> Written exercise
Copy the part of the rows that opens with the line containing "Each instance of the chimney" and closes at the end of the rows, replacing "chimney" with "smokestack" and changing nothing else. Give only that part.

> Extracted information
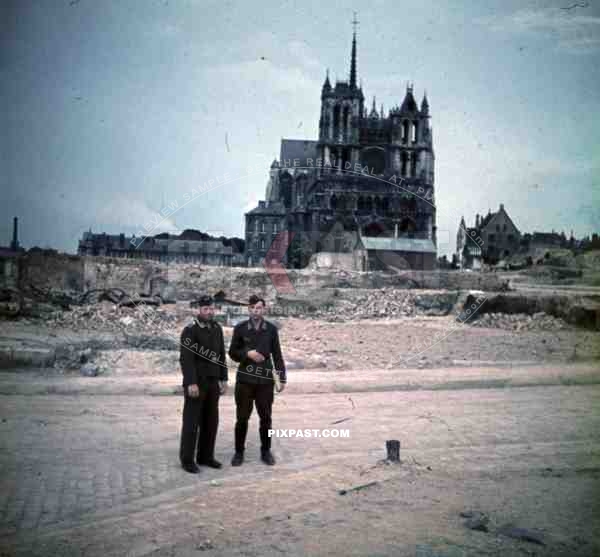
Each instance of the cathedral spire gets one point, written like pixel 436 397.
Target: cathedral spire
pixel 353 58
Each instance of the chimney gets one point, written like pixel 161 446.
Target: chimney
pixel 14 245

> Solution
Each instance of the smokestack gets one point, written like pixel 161 446.
Target: smokestack
pixel 14 245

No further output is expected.